▶ _GIVEN EXERCISE_:
Rewrite the stretch from the start of the data through the line containing "x=165 y=261", keeping every line, requests included, but offset each coordinate in the answers by adding 125 to it.

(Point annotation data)
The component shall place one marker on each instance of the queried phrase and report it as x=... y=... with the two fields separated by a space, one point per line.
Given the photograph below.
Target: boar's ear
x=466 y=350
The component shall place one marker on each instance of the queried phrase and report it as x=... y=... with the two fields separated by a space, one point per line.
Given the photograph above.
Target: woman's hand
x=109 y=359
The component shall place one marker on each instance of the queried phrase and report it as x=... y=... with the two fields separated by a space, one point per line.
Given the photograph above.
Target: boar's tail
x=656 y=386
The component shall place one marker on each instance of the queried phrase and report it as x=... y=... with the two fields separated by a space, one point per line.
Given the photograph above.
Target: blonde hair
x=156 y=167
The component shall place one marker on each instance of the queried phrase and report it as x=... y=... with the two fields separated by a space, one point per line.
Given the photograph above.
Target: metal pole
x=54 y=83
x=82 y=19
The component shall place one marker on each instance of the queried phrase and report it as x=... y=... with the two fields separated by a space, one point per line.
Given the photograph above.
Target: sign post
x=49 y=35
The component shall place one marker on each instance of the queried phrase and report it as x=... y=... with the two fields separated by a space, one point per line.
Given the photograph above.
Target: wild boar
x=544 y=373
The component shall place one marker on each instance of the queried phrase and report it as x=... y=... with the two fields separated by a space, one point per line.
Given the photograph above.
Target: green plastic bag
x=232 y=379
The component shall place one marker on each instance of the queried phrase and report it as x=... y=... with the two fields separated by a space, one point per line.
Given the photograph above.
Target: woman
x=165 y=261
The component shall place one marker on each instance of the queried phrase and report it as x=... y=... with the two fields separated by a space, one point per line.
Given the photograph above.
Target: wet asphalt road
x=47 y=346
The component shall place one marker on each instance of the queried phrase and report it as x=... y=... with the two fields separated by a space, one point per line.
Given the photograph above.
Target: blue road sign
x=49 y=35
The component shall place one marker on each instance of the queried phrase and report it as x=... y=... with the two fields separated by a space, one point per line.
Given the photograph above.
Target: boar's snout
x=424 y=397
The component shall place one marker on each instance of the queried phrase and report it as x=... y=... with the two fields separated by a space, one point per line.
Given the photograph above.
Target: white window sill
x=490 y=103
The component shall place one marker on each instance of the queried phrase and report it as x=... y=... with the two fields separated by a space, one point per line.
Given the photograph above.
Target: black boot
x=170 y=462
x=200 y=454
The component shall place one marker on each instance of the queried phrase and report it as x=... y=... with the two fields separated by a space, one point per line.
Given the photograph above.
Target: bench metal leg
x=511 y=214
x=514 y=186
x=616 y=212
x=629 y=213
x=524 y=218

▶ _TASK SOLUTION_:
The component shall place one marker on each instance of the queried phrase and report it as x=... y=... with the two fields separated by a space, one point per line.
Given the photograph below.
Target: boar's ear
x=591 y=475
The component shall place one marker on each instance of the queried phrase and report it as x=... y=... with the two fields separated by a space, one point per line.
Given the photograph above.
Target: woman's hand
x=234 y=484
The component shall place one marker on each instance of the queried phrase and report it as x=... y=... with the two fields separated by a space, one point per line.
Given the photograph above.
Target: boar's tail
x=781 y=511
The component shall place one marker on each instance of the queried phrase and report it as x=... y=... with the two fields separated by a space, one point per line.
Given the photograph above.
Target: blonde hair
x=281 y=292
The component shall place one marker on each instance of the queried phrase and report it as x=... y=... with the two fields separated by a space, one point per line.
Given the photograph above.
Target: metal pole
x=179 y=208
x=207 y=144
The component shall place one marker on each instance of the queried phrase and report it as x=... y=... with the two fields separated by a space, one point per line.
Given the photograph above.
Target: sign post
x=174 y=160
The component shall place one marker on each instance of the queried phrase and report it as x=... y=... with the two fields separated by a space, one point per line.
Given the photograph above.
Target: wild boar
x=669 y=498
The component shall place one marker on each instance of the queried phrase and report it as x=... y=... with the two fields separated by a space, one point per line.
Given the photograph above.
Target: green plastic bag
x=357 y=504
The component shall place one marker on each instance of the queried phrase and report it as x=... y=... with the two fields separated by a space, one point per line.
Given the photograph above.
Target: woman
x=290 y=386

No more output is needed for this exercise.